WRITTEN EXERCISE 1:
In the arborist jokes, what did the man answering the timber cutting ad ask about bringing along with his saw?

I'd like to hire that dude.


----------



## Kneejerk Bombas (Mar 13, 2002)

Two arborists met in the park, one carrying a brand new chain saw. The first arborist said:

"Where'd you get that?"

The other answered:

"A gorgeous blonde came up to me, set the saw down on the ground, ripped off all her clothes and said, "Take what you want!"

The first arborist replied:

"Good choice...the clothes probably wouldn't have fit you."


----------



## Kevin (Mar 13, 2002)

An arborist stumbles into the doctors office with a branch protruding from his belly button and says... doc, I don`t feel good.

After looking him over the doctor replies, 
*you aren`t eating properly*!


----------



## hooch27 (Apr 3, 2002)

hi guys
I had a timber cutting business and I needed a new feller, so I put and ad in the paper and I got this call from this guy that he could cut for me. I asked him if he had experience felling and he said that he cut fire wouod for a lot of years. So I said that i would give him a shot, then I asked him if he had his own saw. he then replied to me yes I do, do you want ot me to bring my extension cord or do you have one? I just laughed and i hung up.
later 
hooch


----------



## dan kraus (Apr 4, 2002)

WRITTEN EXERCISE 2:
Rewrite the records from the line with "locate person in" to the line with "(1180, 810)", substituting "footpath" for "sidewalk" and leaving everything else unchanged.

GIVEN RECORDS:

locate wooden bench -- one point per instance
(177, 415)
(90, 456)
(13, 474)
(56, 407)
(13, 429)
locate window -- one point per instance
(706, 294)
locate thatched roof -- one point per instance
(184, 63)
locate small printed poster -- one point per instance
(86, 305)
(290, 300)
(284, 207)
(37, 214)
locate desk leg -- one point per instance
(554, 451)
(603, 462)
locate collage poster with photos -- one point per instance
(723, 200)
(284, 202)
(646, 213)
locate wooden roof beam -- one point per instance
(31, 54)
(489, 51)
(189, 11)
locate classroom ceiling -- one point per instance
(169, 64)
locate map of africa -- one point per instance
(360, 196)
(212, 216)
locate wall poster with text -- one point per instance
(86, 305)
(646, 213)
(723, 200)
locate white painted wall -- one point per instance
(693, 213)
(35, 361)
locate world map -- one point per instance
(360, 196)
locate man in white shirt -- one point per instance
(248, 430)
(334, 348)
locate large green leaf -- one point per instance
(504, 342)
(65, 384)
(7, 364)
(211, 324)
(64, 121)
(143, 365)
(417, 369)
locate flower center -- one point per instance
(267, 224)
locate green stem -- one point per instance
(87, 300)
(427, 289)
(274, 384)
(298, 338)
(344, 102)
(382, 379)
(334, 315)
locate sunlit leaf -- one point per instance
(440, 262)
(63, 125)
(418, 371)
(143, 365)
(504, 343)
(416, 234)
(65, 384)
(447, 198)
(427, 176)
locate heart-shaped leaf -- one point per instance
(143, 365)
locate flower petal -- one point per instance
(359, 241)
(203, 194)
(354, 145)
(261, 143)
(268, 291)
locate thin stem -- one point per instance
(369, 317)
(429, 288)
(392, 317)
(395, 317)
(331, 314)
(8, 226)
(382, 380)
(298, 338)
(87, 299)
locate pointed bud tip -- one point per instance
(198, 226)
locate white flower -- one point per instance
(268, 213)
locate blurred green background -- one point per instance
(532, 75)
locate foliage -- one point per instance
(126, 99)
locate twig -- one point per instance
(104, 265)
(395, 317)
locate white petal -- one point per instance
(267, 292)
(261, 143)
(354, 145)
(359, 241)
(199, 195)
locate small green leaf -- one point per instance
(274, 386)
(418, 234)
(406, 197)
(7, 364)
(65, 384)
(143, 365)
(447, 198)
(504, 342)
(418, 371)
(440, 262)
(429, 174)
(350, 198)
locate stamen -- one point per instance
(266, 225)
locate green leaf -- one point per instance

...

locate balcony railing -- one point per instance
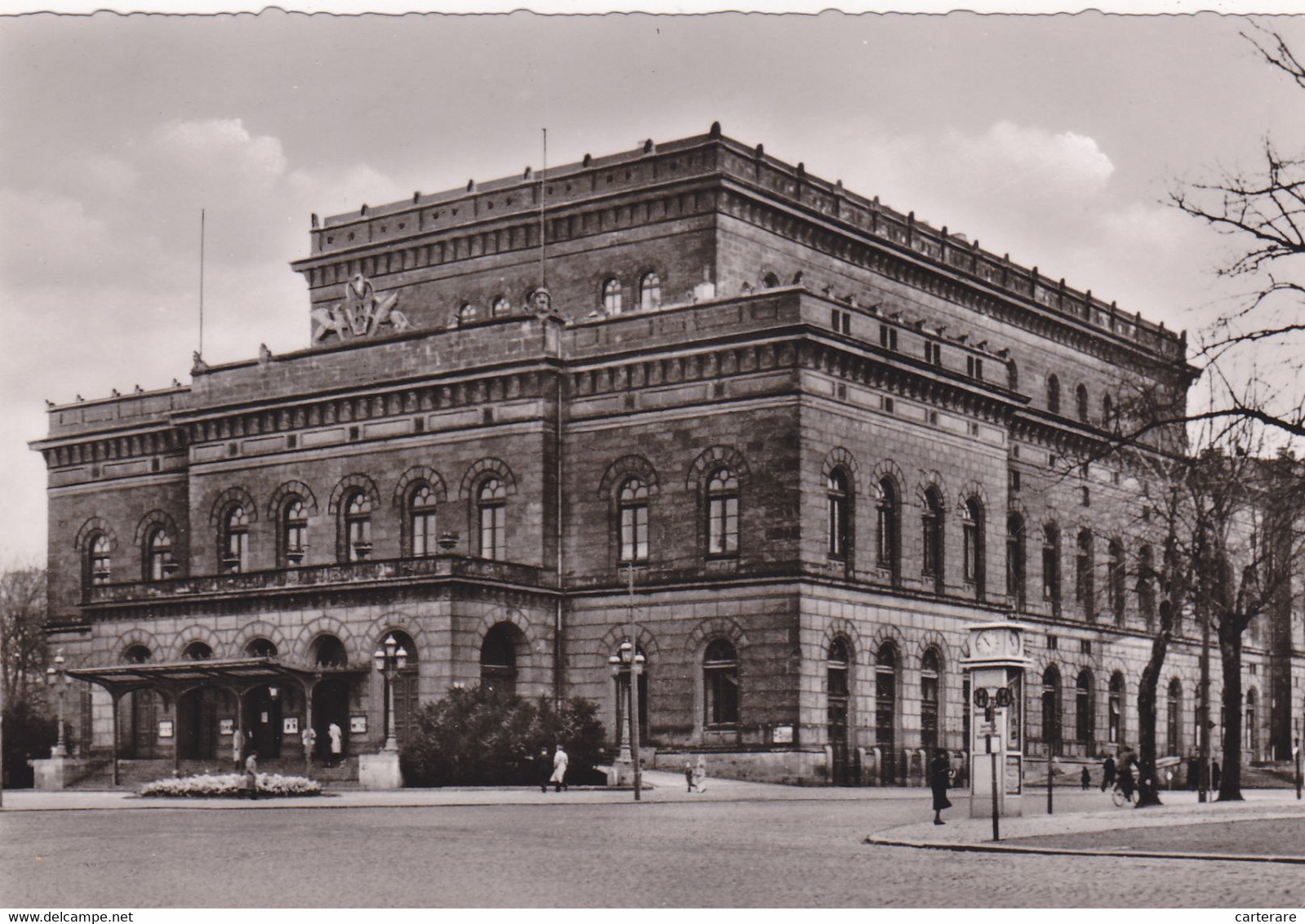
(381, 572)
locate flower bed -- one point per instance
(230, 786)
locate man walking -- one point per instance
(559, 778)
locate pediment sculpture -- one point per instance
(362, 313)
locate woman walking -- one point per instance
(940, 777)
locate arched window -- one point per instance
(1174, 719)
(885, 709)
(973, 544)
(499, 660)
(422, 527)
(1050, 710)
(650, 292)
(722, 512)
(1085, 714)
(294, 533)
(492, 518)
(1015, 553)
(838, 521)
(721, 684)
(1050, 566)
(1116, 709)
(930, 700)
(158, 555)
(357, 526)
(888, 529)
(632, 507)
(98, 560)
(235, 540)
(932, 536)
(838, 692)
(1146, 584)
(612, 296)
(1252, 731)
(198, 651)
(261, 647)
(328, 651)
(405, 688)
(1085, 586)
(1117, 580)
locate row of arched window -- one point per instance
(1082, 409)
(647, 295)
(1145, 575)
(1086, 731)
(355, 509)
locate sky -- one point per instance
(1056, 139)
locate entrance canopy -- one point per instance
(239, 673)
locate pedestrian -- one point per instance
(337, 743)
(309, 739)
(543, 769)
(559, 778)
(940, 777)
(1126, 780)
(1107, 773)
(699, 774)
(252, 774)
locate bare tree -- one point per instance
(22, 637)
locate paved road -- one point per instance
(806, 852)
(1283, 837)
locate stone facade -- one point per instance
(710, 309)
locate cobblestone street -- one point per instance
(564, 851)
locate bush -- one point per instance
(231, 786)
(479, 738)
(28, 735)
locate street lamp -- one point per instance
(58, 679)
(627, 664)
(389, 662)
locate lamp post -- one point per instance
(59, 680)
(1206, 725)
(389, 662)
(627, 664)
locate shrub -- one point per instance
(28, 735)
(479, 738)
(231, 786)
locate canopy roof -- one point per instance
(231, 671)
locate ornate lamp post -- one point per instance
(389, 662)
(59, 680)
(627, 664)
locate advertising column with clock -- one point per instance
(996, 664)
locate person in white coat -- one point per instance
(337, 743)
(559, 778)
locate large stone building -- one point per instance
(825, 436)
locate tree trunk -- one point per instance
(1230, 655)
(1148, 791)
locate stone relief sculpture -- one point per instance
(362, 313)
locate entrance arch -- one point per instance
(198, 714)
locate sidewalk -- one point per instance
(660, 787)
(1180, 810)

TASK OUTPUT 1:
He asked whether he should bring his extension cord or whether the business owner had one.

TASK OUTPUT 2:
locate person in white coat -- one point per instance
(337, 743)
(559, 778)
locate large stone building -- one point per instance
(825, 436)
locate tree trunk -- one point per instance
(1230, 655)
(1148, 791)
locate stone relief sculpture -- one point per instance
(362, 313)
locate entrance arch -- one point per instance
(198, 714)
locate footpath -- one point per instance
(660, 787)
(1180, 810)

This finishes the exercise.